Data entries:
◇ ◇ ◇

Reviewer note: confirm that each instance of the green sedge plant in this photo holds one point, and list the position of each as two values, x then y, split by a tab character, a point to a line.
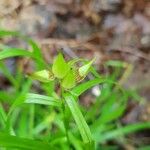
48	120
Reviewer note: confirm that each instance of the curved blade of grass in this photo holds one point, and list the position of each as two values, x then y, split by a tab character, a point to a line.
42	99
123	131
8	74
78	90
80	121
9	141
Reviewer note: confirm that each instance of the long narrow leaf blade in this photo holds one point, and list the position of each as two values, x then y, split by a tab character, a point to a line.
42	99
79	119
78	90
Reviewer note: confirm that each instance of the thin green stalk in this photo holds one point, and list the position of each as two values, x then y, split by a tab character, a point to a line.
64	116
31	119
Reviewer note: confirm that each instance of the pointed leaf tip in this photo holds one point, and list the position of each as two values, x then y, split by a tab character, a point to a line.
83	70
69	80
43	76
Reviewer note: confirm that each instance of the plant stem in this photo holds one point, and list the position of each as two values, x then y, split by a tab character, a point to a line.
64	116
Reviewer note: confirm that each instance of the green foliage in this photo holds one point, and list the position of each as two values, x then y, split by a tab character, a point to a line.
50	121
60	68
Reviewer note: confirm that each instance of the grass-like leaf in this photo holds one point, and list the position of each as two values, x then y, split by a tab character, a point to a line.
80	121
42	99
78	90
9	141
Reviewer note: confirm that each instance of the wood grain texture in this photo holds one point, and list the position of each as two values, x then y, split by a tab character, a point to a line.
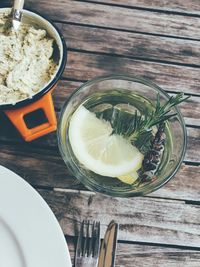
118	18
131	44
9	134
137	255
190	109
45	168
84	66
151	220
188	7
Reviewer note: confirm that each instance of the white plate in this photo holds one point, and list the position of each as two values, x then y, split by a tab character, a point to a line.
30	235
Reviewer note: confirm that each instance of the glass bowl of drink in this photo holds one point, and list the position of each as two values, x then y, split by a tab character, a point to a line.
122	135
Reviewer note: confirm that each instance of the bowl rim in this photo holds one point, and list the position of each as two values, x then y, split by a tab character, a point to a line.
97	188
57	75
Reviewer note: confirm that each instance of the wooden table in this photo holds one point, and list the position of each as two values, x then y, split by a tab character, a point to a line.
158	40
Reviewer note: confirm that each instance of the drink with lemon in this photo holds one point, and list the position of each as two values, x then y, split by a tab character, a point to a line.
117	138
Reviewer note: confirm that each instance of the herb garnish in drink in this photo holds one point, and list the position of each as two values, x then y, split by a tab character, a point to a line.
122	135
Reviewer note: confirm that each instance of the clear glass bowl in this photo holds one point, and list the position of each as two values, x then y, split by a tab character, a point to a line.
129	84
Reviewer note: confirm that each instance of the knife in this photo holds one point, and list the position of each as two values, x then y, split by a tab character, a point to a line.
109	245
17	13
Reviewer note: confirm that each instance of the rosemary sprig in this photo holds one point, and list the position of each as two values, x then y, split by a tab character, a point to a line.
140	125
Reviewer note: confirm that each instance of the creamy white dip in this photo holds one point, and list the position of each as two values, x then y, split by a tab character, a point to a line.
26	65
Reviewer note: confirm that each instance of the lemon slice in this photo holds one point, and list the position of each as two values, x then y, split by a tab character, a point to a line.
98	149
129	178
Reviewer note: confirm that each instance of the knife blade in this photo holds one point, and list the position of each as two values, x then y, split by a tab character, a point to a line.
17	13
109	245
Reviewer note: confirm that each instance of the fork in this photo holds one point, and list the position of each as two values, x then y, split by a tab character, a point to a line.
88	244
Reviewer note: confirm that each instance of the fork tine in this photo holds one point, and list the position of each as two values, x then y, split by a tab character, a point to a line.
86	238
80	241
90	248
97	240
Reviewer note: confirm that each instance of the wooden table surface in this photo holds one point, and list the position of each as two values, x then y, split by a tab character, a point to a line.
155	39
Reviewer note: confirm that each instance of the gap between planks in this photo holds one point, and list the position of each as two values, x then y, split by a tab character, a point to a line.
146	7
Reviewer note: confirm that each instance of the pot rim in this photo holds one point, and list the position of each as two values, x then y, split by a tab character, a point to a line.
59	72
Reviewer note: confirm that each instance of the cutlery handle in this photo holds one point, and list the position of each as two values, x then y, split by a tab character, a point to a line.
18	4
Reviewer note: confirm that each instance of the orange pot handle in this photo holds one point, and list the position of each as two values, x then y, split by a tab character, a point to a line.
45	103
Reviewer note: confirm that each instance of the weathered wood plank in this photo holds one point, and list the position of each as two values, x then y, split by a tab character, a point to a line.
84	66
141	219
42	167
188	7
131	44
190	109
118	17
129	255
193	139
9	134
184	185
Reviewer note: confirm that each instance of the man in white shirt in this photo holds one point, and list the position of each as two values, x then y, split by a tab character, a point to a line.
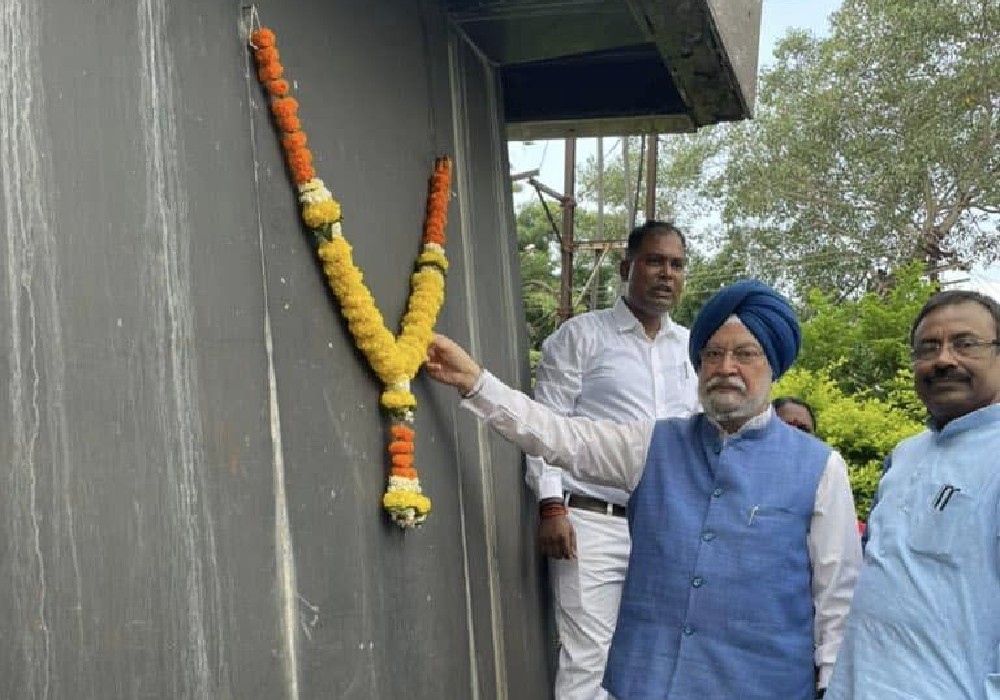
744	548
623	364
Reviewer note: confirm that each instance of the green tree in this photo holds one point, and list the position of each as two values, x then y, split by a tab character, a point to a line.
873	147
863	344
854	371
538	247
863	429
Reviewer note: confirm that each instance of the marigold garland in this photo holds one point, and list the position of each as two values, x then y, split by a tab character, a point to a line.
395	359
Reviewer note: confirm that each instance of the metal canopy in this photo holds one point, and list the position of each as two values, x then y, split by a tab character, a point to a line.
607	67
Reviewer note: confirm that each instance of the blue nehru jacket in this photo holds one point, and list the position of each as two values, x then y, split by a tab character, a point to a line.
717	601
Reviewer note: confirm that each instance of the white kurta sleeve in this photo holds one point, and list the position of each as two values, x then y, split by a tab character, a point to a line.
835	553
601	452
558	381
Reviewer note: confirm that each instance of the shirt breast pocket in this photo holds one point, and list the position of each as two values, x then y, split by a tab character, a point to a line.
941	518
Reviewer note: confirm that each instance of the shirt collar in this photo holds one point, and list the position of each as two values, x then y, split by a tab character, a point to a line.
626	321
755	423
980	418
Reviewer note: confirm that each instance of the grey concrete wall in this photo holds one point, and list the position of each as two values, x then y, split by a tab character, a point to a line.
192	450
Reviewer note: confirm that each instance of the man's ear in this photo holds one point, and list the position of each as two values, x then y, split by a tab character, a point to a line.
623	268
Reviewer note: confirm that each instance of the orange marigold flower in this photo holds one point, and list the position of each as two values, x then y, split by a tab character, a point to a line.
284	107
266	54
263	37
399	447
299	158
294	140
402	432
269	72
303	175
289	123
277	88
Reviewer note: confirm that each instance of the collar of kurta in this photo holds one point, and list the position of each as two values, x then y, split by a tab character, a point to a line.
756	423
627	322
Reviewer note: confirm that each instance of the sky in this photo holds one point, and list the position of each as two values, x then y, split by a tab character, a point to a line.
778	17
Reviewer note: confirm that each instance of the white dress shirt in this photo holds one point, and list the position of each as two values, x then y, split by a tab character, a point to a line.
602	365
613	454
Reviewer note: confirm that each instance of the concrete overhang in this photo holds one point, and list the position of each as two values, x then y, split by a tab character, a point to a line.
611	67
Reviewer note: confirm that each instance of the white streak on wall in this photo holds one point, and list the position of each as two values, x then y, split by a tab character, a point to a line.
287	587
38	444
167	281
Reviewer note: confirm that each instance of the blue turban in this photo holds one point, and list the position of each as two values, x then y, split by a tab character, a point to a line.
765	313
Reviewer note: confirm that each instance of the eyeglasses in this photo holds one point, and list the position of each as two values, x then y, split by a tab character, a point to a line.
741	356
968	347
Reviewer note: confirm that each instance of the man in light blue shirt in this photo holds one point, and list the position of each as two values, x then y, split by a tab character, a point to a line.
925	620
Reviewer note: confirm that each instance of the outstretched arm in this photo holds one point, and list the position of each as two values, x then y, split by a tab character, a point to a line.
599	451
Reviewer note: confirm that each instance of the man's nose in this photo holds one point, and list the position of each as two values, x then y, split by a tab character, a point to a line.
729	365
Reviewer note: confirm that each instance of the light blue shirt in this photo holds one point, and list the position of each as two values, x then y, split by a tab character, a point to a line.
925	621
602	365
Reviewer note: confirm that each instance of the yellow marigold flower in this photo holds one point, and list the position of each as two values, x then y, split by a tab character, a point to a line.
315	214
395	400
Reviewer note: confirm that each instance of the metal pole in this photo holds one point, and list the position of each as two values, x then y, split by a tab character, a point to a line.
568	204
599	257
627	170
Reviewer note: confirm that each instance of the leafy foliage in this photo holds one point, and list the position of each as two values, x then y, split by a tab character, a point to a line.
854	372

◇ ◇ ◇

Starting at the line that contains "Reviewer note: confirm that each instance of the white streak", write out every line to the end of the entries, exactly as given.

Reviewer note: confirm that each instance of the white streak on wall in this photo holds one point, and list the position of each as two values, x then y, split by a tab character, a point to a line.
287	587
38	444
167	281
Reviewer note: confirm that each instance of the blue turban in this photo holds one point, and list the position of each as two values, x then y, split by a tab character, a point to a line.
765	313
Reviewer note: confirm that each instance of the eyeglasses in this photo holds one point, and list the position of each as two values, x then y, split by a tab character, a point to a line.
741	356
968	347
Reviewer note: confirm that each instance of the man in light blue shirt in this photo holds one point, and list the position of each as two values, x then y, split by a tab character, a point to a line.
925	620
Reviewer note: confirm that each instance of the outstretched arm in this photo holds one point, and list the position of each as two values, x then y, split by a tab character, a point to a line.
599	451
Reviewer note: confirm that each instance of the man's nose in this photo holds one point, and list the position of each as two values, x then y, split by a tab character, a point to a line.
729	365
Reviewer note: confirm that each instance of the light blue shirt in this photo holds one point, and list the position of each as two values, x then y, split by a tab character, a point to a line.
925	621
602	365
Reviewer note: confirm that each instance of the yellow marigold flower in this photo holds one point, and list the position of each as two values, x then y, split by a tab character, a point to a line.
315	214
395	400
Reviewer note: confirm that each instance of the metal pole in this photo holds one point, and list the position of each as two values, x then y, split by a tab character, a point to a line.
568	204
599	257
627	170
Reviewer note: confirm that each instance of the leafy foliage in this photo holds one point, and list the position of each as two values, x then y, split by a tab character, a point to a line.
854	372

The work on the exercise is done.